- _DIRECTIONS FOR THIS TASK_
Which lines run from the line with "Target: brick corner building" through the line with "Target: paved pavement" in the entries below? Print them exactly, both ends included, and nothing more.
/---
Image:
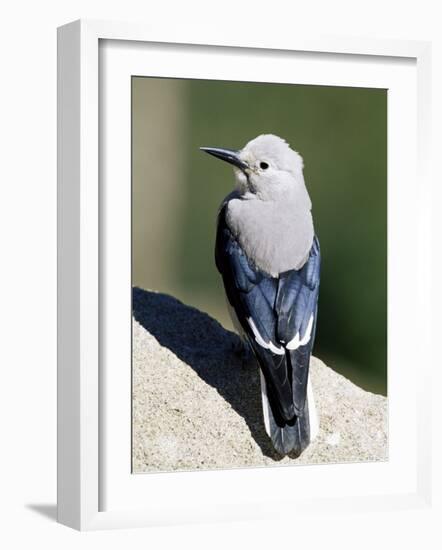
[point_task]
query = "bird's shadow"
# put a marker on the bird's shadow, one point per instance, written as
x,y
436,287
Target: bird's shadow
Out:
x,y
209,349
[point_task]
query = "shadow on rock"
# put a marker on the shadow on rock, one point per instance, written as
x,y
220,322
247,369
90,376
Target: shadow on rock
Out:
x,y
208,348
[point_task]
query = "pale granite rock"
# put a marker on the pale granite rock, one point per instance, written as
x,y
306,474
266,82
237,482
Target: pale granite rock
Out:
x,y
195,406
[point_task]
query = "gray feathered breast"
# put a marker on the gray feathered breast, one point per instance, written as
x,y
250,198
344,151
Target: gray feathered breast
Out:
x,y
276,236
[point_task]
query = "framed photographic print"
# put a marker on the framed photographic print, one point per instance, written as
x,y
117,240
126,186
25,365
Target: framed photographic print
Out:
x,y
231,330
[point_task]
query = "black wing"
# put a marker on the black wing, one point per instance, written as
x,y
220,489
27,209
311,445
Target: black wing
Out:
x,y
276,314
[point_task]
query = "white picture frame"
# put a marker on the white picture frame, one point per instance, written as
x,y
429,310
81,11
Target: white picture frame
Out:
x,y
82,468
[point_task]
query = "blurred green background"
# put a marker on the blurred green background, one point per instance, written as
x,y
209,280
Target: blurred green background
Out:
x,y
342,135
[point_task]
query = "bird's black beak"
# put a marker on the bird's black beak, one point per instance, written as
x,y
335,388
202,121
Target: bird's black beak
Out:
x,y
230,156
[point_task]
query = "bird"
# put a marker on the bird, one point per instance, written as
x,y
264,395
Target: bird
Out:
x,y
268,255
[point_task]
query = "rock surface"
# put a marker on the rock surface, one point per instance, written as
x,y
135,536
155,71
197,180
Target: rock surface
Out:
x,y
196,406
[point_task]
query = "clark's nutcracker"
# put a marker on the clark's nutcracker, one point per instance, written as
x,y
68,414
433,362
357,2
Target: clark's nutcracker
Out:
x,y
268,255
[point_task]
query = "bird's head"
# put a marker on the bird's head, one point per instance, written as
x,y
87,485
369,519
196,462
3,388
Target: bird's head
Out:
x,y
266,166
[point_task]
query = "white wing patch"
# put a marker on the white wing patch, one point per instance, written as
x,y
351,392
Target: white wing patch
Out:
x,y
267,345
296,342
265,403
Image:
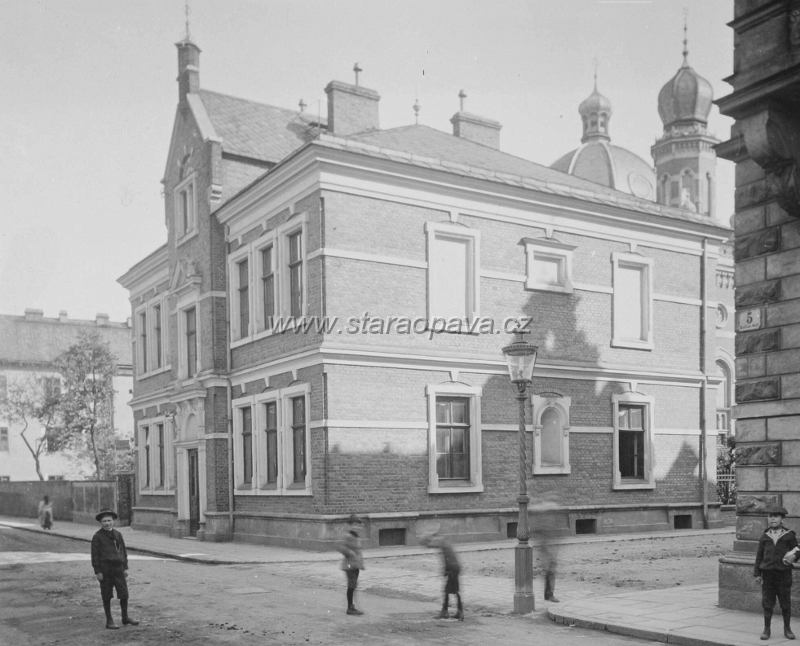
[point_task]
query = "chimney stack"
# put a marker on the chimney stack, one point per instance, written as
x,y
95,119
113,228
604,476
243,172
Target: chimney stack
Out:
x,y
351,108
188,69
475,128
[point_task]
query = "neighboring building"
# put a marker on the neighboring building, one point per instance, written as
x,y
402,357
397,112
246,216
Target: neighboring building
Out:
x,y
28,346
765,145
254,431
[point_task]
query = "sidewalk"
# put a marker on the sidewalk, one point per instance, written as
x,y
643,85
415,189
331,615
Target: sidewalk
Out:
x,y
685,615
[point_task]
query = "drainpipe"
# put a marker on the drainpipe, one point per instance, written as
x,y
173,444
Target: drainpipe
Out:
x,y
704,382
229,409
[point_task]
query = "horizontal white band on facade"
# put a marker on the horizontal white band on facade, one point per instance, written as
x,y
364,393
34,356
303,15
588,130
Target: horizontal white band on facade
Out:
x,y
368,257
681,431
357,423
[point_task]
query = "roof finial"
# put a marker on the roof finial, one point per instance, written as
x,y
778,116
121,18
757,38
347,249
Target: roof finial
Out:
x,y
685,39
187,11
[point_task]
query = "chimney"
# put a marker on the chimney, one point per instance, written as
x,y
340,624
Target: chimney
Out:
x,y
188,69
475,128
351,108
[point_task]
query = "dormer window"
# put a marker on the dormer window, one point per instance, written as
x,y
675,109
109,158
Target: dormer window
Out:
x,y
185,207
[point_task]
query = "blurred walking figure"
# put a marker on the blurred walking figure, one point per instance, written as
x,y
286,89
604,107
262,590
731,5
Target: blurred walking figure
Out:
x,y
352,561
46,513
541,512
452,568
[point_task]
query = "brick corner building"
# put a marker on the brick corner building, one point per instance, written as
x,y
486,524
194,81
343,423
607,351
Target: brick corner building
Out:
x,y
289,367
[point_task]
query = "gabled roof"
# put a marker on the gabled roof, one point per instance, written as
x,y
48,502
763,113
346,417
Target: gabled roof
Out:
x,y
40,341
257,130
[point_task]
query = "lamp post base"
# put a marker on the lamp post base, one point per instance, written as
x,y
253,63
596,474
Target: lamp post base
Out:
x,y
523,575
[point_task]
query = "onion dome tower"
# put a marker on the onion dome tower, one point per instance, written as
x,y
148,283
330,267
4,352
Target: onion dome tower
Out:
x,y
598,160
684,155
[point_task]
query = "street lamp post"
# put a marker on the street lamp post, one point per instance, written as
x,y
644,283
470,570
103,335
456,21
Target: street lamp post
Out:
x,y
521,359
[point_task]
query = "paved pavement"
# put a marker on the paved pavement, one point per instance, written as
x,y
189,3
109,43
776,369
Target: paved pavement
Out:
x,y
686,615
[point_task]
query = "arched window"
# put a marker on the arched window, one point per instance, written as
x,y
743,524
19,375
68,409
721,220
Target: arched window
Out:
x,y
552,431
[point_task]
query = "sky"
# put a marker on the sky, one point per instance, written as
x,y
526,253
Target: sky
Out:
x,y
89,97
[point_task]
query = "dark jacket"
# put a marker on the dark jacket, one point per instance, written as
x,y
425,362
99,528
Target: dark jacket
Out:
x,y
770,553
108,548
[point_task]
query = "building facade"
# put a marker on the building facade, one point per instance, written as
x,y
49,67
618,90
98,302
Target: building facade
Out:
x,y
29,345
765,144
322,333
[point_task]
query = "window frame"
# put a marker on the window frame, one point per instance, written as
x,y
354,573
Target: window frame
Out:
x,y
633,261
436,231
184,231
541,404
284,485
648,403
551,249
475,482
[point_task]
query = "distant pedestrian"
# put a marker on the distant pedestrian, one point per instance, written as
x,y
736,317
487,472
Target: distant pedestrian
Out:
x,y
352,561
777,550
541,512
46,513
452,569
110,563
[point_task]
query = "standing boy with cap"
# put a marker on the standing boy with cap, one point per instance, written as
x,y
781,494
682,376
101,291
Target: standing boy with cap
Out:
x,y
110,563
777,550
352,561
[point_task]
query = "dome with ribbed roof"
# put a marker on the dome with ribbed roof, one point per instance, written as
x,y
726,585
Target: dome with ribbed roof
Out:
x,y
597,160
686,97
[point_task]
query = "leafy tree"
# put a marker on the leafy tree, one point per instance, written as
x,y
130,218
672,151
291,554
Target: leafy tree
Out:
x,y
32,399
86,405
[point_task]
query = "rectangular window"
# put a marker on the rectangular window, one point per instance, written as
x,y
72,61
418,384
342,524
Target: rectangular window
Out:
x,y
161,455
632,301
143,342
268,285
631,441
295,242
244,298
271,432
158,347
146,445
299,439
452,438
453,271
247,445
191,341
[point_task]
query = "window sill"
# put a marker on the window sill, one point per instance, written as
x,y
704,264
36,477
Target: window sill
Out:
x,y
634,345
455,488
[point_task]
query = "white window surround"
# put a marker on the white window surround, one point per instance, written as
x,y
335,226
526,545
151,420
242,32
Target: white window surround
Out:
x,y
149,308
437,232
621,261
455,389
187,184
552,251
278,238
648,482
186,303
152,488
259,486
561,405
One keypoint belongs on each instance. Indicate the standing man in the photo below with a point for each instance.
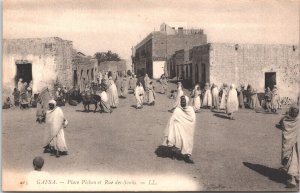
(54, 137)
(290, 151)
(179, 94)
(20, 84)
(215, 96)
(164, 83)
(139, 95)
(179, 133)
(232, 103)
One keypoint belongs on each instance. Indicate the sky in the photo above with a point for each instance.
(117, 25)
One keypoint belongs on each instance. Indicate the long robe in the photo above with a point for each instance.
(151, 94)
(104, 103)
(113, 94)
(146, 81)
(232, 103)
(139, 95)
(119, 85)
(124, 87)
(132, 83)
(224, 98)
(42, 105)
(215, 97)
(207, 98)
(179, 94)
(254, 102)
(196, 100)
(164, 84)
(54, 132)
(241, 98)
(290, 149)
(20, 85)
(275, 101)
(180, 130)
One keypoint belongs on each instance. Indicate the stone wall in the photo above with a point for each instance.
(85, 67)
(50, 59)
(248, 63)
(160, 46)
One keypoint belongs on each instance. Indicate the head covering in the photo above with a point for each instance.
(232, 86)
(186, 99)
(52, 102)
(294, 111)
(38, 162)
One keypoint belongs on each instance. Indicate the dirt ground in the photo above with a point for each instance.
(229, 155)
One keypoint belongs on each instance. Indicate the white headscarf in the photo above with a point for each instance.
(52, 102)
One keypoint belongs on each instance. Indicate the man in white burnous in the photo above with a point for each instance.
(54, 137)
(179, 133)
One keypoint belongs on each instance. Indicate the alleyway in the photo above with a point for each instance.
(239, 155)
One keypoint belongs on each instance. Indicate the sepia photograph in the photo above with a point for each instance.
(150, 95)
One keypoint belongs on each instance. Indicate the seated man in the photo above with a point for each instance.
(289, 151)
(179, 133)
(7, 104)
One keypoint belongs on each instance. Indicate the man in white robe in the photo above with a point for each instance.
(289, 150)
(207, 97)
(139, 95)
(179, 94)
(54, 137)
(179, 133)
(113, 94)
(232, 103)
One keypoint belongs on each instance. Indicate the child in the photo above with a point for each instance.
(36, 175)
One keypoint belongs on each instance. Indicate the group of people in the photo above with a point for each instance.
(145, 93)
(22, 96)
(179, 132)
(210, 98)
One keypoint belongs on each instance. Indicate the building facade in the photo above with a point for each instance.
(259, 65)
(153, 52)
(84, 68)
(42, 61)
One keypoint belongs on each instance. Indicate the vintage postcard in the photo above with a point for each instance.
(149, 95)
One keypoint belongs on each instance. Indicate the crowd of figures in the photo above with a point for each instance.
(219, 98)
(179, 132)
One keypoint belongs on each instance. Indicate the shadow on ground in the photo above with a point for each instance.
(276, 175)
(221, 116)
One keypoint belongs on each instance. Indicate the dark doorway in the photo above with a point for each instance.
(270, 79)
(75, 78)
(196, 74)
(24, 71)
(203, 73)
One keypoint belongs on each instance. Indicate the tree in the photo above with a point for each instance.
(107, 56)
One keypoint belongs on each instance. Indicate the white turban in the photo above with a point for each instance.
(52, 102)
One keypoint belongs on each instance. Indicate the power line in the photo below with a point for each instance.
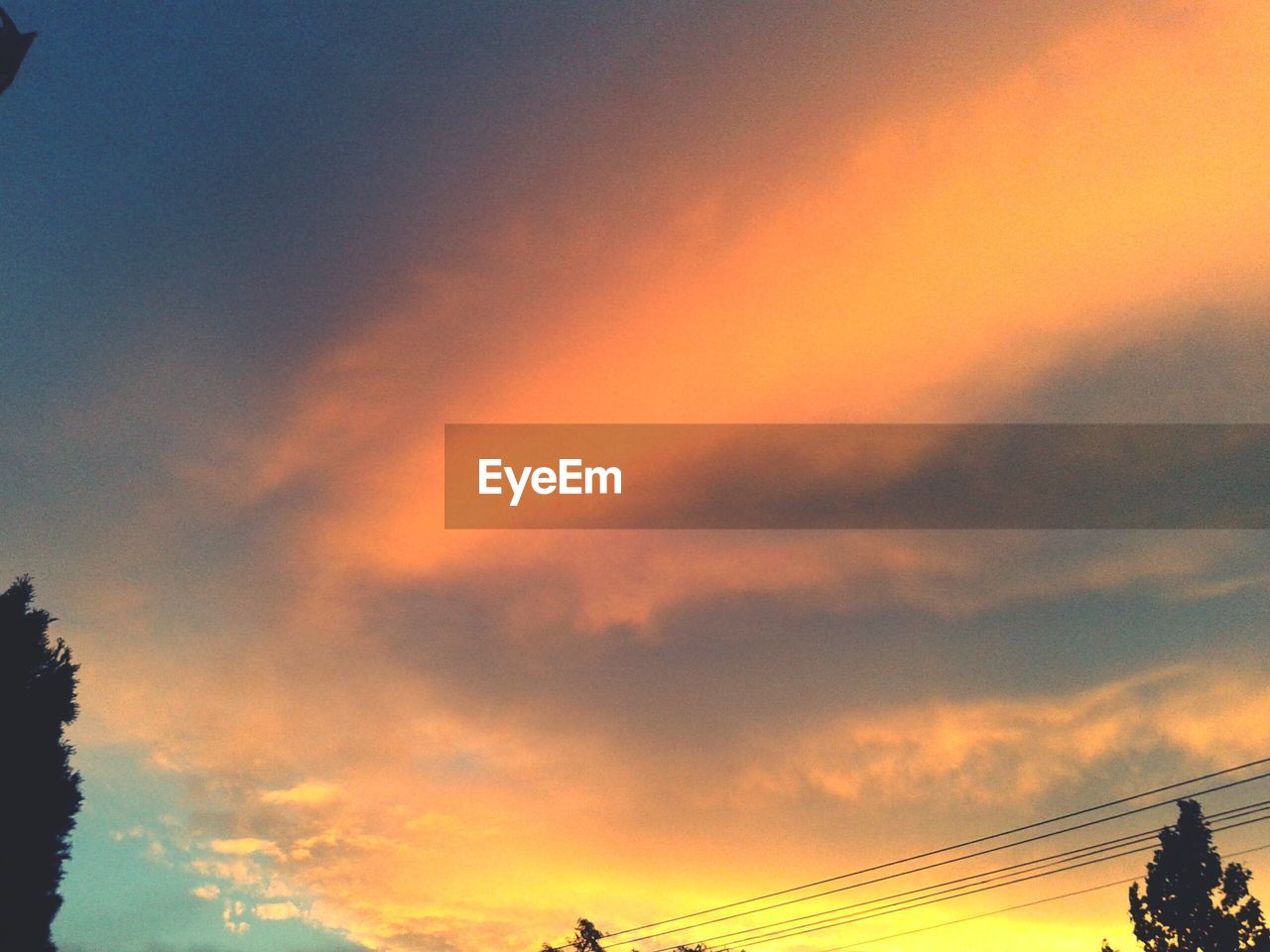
(855, 946)
(962, 892)
(983, 878)
(917, 856)
(933, 853)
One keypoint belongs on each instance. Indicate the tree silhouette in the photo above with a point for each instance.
(585, 938)
(13, 50)
(40, 793)
(1192, 902)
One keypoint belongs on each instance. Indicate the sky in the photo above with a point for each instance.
(257, 255)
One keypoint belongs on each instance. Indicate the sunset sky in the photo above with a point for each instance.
(257, 255)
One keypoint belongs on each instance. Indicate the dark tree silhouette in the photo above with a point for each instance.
(1192, 902)
(13, 49)
(40, 791)
(585, 938)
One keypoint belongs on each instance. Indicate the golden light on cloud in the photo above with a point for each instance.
(952, 257)
(462, 742)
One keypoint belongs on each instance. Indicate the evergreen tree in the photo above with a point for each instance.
(40, 791)
(1191, 902)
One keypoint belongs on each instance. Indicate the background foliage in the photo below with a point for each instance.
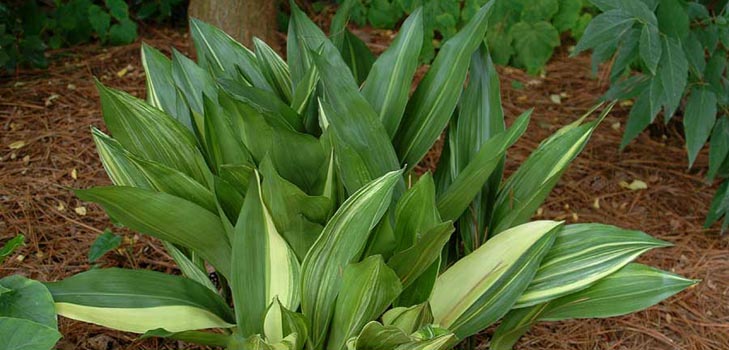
(28, 28)
(671, 56)
(521, 33)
\---
- _WRITTEN ANSWER_
Target: brick corner building
Out:
x,y
289,367
[point_task]
query = "gabled roof"
# put a marker on the gabled roof, one point per instance, written as
x,y
48,502
763,113
346,417
Target: gabled roof
Out:
x,y
40,341
257,130
[point_task]
query = "lamp post base"
# put a marker on the lamp post base, one point per instance, written as
x,y
253,63
596,474
Target: lamp post base
Out:
x,y
523,575
[point_task]
query = "onion dome tower"
# put a marker on the onion dome tower, one point per instance, written as
x,y
148,283
330,267
4,352
Target: onion dome tower
Out:
x,y
598,160
684,155
[point_task]
query = "street lamp post"
# put a marker on the street lamp post, one point per instance, written as
x,y
644,283
470,570
103,335
456,21
Target: street lamp post
Out:
x,y
521,359
[point_task]
query = "paved pavement"
# put a marker on the paved pavement, one point per instance, written as
x,y
189,3
109,43
776,369
Target: paved pavement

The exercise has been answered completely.